(What the task requires)
Which of the lines below contain the string "gate"? Report each of them in full, and count only matches in the same case.

(Source data)

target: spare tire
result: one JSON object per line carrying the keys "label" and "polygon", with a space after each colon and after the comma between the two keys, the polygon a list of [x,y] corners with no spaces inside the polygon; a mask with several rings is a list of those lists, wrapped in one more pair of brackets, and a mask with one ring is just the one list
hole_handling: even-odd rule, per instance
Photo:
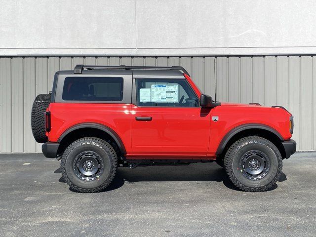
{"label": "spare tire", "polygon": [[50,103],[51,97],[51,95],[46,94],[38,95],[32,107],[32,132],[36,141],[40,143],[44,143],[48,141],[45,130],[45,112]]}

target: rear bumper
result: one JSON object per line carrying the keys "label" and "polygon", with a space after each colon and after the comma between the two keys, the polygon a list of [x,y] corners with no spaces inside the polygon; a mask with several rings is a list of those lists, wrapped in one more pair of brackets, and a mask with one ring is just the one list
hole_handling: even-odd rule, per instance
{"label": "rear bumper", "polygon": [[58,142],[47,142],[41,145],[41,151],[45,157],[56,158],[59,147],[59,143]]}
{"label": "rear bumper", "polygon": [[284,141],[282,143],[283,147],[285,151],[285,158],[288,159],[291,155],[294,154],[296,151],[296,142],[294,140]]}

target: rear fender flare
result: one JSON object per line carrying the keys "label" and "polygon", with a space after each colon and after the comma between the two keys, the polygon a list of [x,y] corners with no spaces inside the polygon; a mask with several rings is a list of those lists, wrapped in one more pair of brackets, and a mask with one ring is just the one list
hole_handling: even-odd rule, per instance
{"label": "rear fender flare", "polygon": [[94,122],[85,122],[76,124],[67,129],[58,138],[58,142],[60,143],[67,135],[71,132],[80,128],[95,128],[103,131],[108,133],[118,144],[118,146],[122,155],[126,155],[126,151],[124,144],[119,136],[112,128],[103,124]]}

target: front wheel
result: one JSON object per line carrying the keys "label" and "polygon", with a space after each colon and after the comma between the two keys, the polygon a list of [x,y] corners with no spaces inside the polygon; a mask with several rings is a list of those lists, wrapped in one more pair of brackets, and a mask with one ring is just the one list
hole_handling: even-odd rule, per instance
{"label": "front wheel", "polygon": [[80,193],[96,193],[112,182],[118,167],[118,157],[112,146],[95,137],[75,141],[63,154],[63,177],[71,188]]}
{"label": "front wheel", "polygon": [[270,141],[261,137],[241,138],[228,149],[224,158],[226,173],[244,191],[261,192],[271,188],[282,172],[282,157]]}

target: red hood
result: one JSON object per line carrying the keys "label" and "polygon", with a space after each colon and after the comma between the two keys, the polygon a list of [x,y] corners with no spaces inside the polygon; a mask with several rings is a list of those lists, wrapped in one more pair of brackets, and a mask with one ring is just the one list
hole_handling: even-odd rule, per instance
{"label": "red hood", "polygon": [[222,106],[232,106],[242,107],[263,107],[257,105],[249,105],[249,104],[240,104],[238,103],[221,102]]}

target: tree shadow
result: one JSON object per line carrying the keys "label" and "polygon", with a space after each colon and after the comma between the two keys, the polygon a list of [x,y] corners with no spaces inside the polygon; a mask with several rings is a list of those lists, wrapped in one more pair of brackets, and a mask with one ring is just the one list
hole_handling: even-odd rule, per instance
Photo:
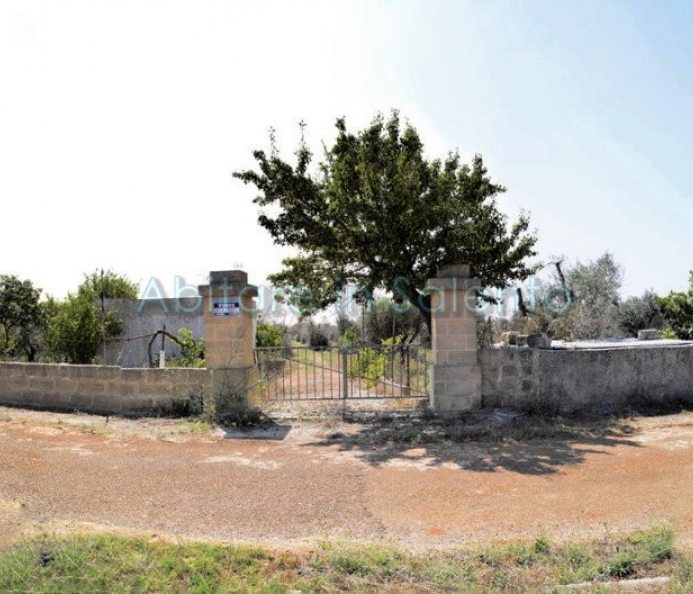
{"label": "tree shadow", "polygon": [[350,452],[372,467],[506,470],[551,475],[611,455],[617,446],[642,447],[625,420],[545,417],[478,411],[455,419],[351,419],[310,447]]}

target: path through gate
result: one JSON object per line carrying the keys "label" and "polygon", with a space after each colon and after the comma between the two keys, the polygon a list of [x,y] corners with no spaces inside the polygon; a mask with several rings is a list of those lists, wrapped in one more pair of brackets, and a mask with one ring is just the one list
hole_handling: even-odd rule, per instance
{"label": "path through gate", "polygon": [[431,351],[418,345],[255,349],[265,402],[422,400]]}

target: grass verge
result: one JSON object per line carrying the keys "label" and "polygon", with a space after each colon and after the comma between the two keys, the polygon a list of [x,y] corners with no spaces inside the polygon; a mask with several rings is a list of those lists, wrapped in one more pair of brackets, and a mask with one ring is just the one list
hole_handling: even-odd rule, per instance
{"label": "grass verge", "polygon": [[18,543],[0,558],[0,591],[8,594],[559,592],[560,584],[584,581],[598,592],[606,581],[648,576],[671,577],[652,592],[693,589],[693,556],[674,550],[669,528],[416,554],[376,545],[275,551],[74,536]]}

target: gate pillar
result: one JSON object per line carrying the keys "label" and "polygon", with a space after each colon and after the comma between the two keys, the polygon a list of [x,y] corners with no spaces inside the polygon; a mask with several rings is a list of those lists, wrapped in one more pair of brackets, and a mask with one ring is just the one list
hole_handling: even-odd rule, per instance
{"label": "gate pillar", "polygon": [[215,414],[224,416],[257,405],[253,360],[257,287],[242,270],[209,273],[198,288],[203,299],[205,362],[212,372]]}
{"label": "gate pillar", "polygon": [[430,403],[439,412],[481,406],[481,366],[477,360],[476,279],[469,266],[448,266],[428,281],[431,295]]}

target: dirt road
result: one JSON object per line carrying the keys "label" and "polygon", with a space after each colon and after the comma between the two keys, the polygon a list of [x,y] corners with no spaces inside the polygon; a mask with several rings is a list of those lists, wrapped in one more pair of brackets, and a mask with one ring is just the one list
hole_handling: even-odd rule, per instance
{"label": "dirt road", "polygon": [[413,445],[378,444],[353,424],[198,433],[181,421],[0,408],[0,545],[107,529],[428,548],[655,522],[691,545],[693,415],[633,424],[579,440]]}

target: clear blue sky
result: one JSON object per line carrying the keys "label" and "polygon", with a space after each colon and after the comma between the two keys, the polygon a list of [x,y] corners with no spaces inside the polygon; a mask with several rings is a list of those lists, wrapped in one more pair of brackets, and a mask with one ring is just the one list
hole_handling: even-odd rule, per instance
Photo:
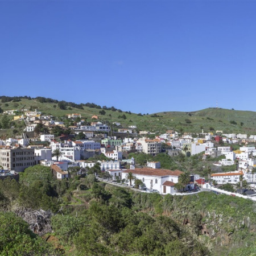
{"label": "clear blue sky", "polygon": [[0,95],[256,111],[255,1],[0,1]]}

==

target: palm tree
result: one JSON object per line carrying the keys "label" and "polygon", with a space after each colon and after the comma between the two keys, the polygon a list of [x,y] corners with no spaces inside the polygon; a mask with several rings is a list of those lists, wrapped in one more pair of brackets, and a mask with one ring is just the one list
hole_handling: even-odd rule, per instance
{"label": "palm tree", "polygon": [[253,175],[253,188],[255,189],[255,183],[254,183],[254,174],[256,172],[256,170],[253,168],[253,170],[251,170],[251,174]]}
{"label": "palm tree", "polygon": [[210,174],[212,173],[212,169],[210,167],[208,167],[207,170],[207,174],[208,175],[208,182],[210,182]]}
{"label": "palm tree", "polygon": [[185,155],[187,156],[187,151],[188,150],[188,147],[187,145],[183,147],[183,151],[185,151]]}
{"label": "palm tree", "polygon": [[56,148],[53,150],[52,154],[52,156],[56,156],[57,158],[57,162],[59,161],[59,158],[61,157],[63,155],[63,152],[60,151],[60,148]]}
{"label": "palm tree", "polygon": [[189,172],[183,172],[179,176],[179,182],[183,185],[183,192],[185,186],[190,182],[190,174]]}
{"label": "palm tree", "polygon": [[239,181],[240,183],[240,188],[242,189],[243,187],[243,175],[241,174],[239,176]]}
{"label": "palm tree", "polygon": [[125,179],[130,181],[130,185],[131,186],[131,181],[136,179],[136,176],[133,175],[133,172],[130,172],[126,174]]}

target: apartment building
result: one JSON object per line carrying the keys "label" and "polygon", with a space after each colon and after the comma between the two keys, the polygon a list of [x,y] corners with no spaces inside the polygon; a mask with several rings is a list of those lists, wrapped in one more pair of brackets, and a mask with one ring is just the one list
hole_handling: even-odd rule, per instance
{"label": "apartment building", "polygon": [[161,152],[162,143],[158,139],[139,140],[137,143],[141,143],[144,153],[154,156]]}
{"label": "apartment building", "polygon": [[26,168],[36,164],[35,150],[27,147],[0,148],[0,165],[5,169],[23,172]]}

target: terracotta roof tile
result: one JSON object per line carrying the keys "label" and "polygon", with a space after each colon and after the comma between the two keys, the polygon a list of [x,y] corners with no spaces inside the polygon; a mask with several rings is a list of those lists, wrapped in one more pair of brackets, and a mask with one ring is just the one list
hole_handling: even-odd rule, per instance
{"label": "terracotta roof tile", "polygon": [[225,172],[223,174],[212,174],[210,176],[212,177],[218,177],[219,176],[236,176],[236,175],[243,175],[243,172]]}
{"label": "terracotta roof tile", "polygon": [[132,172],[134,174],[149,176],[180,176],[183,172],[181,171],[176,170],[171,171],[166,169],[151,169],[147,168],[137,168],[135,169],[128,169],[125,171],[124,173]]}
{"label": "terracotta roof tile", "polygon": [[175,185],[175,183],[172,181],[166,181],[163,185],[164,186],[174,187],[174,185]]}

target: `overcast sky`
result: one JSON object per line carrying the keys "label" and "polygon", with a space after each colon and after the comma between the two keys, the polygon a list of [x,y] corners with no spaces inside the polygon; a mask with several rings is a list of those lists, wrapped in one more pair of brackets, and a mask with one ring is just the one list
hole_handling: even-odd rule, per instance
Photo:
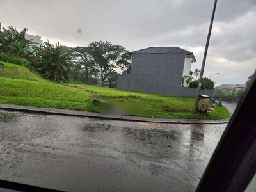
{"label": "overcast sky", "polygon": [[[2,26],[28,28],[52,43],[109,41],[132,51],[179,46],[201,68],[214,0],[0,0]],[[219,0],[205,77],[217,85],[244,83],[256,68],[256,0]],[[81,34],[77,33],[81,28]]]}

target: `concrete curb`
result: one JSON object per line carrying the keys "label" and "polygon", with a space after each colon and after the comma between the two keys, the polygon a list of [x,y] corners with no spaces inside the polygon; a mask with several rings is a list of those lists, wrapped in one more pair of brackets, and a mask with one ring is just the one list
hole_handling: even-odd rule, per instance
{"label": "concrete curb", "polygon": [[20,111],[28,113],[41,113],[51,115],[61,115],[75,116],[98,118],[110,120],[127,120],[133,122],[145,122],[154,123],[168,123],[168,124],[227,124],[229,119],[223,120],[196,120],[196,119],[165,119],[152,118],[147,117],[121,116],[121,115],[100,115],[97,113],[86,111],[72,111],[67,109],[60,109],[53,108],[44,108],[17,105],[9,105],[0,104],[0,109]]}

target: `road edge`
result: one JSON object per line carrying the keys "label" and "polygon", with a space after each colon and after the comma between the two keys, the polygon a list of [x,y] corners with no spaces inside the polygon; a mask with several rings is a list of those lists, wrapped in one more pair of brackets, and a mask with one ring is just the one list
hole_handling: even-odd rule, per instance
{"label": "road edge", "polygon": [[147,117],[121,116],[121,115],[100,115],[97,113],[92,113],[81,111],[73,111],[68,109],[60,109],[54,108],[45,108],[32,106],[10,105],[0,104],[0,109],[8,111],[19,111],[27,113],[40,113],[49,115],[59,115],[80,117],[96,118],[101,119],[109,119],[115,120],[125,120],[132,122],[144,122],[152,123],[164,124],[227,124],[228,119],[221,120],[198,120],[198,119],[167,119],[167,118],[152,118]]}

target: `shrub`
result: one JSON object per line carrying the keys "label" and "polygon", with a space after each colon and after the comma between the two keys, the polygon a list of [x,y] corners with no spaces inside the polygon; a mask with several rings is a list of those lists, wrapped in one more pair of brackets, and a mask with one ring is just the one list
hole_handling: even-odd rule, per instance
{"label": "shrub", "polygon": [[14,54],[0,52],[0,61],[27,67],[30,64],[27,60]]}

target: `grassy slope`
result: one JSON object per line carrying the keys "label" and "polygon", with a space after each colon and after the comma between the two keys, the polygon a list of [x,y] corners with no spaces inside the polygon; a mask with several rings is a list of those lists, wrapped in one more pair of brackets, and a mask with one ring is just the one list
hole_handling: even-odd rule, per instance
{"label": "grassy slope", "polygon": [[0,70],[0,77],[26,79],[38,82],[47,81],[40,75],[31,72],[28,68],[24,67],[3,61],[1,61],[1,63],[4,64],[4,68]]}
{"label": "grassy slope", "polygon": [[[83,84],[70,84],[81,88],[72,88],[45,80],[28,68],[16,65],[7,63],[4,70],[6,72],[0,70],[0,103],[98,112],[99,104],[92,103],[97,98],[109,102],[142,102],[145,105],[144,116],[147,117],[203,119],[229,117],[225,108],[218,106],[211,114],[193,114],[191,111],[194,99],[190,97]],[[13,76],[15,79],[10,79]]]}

...

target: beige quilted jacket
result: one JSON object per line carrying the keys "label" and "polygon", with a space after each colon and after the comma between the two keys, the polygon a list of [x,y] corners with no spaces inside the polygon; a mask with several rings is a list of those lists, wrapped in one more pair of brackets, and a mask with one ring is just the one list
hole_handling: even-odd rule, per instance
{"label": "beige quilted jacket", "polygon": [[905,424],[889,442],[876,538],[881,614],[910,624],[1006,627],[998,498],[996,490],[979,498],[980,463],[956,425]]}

(Solution to this exercise)
target: path through gate
{"label": "path through gate", "polygon": [[431,351],[418,345],[255,349],[265,402],[422,400]]}
target: gate pillar
{"label": "gate pillar", "polygon": [[215,414],[224,416],[257,405],[253,360],[257,287],[242,270],[209,273],[198,288],[203,299],[205,362],[212,372]]}
{"label": "gate pillar", "polygon": [[430,403],[439,412],[481,406],[481,366],[477,360],[476,279],[469,266],[448,266],[428,281],[431,295]]}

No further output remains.